____ Supplied entries

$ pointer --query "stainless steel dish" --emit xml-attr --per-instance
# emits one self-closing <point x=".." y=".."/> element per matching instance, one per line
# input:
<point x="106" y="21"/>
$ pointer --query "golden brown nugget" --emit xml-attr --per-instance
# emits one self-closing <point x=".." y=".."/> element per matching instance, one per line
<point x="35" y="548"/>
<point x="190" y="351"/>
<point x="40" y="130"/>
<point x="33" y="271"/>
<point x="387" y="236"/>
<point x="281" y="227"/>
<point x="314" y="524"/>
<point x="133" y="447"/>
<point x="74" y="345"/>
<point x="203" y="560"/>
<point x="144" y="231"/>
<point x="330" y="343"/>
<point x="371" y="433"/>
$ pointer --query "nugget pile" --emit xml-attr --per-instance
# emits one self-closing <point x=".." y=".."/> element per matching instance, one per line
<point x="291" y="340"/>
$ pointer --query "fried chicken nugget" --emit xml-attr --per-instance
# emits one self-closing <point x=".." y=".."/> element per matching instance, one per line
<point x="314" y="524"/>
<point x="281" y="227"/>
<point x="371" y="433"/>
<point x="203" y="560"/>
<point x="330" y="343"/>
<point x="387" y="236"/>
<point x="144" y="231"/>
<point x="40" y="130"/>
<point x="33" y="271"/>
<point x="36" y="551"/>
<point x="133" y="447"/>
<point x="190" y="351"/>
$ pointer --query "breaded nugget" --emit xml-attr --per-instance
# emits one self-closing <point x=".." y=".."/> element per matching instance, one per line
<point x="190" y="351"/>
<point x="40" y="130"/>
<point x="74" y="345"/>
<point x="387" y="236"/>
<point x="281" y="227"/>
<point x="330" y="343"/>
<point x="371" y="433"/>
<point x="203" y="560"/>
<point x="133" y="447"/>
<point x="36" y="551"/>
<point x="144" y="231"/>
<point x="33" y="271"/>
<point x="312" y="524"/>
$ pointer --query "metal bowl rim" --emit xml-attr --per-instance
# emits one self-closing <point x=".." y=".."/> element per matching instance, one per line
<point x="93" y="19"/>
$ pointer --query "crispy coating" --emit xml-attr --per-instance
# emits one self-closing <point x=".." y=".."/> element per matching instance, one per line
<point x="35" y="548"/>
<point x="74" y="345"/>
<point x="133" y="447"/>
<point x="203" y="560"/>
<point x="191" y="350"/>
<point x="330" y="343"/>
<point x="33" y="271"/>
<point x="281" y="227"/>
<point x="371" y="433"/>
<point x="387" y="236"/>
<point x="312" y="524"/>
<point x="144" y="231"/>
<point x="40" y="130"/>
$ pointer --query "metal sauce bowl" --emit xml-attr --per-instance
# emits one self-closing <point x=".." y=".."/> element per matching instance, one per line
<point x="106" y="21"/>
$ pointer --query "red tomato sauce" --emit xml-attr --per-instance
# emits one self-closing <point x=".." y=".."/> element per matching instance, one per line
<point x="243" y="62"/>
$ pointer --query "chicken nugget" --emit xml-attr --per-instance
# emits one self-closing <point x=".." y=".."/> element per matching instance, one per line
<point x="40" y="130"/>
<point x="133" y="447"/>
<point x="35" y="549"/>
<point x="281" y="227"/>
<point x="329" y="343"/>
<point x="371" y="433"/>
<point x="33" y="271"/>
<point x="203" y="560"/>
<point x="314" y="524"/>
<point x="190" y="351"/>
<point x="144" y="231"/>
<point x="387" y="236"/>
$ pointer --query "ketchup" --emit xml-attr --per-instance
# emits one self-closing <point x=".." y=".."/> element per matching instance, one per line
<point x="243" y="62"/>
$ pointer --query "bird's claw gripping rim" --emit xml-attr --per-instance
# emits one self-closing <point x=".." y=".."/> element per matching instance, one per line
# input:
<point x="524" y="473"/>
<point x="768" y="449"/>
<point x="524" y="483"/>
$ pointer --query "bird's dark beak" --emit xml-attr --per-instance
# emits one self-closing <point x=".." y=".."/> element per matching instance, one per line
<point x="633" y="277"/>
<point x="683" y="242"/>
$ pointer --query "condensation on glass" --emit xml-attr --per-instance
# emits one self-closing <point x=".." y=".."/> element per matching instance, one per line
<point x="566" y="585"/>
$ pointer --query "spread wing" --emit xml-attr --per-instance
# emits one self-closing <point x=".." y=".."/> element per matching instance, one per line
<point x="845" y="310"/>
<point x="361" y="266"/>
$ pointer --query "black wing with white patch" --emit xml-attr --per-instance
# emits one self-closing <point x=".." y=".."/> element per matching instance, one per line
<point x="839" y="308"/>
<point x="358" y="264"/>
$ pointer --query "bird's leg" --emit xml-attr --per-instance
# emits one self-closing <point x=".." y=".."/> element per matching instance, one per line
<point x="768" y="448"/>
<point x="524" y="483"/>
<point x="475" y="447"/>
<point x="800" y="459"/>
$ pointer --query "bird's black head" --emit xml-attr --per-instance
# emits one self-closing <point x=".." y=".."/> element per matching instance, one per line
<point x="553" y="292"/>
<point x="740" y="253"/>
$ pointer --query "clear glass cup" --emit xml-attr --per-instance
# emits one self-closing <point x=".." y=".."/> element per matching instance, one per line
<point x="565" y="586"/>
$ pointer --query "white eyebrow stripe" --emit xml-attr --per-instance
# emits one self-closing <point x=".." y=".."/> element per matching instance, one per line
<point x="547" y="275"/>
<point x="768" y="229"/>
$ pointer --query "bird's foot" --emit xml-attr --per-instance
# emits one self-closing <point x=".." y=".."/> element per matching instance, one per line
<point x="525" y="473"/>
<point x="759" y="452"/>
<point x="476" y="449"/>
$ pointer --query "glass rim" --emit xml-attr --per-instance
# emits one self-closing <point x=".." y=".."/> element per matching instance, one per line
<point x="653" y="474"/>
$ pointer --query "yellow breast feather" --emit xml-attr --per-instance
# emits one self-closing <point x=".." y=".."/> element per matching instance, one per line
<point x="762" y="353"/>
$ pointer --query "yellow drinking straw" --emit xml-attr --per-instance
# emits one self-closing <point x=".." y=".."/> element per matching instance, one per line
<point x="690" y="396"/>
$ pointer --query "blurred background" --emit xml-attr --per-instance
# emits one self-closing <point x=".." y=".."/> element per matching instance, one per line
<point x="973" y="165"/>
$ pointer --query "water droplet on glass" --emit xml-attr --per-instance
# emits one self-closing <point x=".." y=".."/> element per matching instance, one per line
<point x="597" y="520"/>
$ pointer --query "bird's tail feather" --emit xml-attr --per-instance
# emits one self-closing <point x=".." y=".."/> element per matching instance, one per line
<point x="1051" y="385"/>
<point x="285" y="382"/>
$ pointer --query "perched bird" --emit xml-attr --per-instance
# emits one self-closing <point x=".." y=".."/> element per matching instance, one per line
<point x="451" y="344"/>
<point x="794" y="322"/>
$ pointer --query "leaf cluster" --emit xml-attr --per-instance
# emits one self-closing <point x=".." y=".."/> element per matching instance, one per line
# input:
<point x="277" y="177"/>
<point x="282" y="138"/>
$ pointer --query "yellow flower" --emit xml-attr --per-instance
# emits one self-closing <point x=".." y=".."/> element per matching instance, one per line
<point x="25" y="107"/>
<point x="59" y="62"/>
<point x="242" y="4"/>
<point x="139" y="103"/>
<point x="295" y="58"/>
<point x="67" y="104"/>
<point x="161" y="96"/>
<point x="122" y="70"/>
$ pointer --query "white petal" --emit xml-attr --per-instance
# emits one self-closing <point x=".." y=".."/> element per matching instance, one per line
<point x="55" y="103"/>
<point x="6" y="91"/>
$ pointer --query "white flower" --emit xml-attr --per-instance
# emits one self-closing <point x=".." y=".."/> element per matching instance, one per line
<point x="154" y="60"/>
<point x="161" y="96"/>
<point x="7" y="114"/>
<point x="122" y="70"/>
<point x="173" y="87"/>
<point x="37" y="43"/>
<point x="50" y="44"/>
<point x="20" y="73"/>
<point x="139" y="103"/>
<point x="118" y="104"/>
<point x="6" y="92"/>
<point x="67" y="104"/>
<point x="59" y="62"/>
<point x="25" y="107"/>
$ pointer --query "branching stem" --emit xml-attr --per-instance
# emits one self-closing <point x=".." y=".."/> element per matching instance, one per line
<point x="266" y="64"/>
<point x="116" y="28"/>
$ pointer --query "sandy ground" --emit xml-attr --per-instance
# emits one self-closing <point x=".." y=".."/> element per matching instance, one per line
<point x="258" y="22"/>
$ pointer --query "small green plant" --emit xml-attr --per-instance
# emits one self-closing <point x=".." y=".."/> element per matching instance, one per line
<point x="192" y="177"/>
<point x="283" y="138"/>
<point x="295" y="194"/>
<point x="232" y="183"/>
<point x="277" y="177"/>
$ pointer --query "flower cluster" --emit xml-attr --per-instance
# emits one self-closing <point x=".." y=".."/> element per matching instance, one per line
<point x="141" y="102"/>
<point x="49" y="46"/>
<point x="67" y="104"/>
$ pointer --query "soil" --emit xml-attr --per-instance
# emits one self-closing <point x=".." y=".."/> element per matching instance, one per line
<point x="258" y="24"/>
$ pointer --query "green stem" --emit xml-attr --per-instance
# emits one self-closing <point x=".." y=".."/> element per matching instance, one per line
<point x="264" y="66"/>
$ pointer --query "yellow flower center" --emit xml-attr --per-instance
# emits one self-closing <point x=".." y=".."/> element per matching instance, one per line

________

* Required work
Which lines in the data above contain the word "bowl"? Copy each of those lines in full.

* Result for this exercise
$ pointer --query "metal bowl rim" --emit xml-attr --per-instance
$ pointer --query "metal sauce bowl" --emit xml-attr --per-instance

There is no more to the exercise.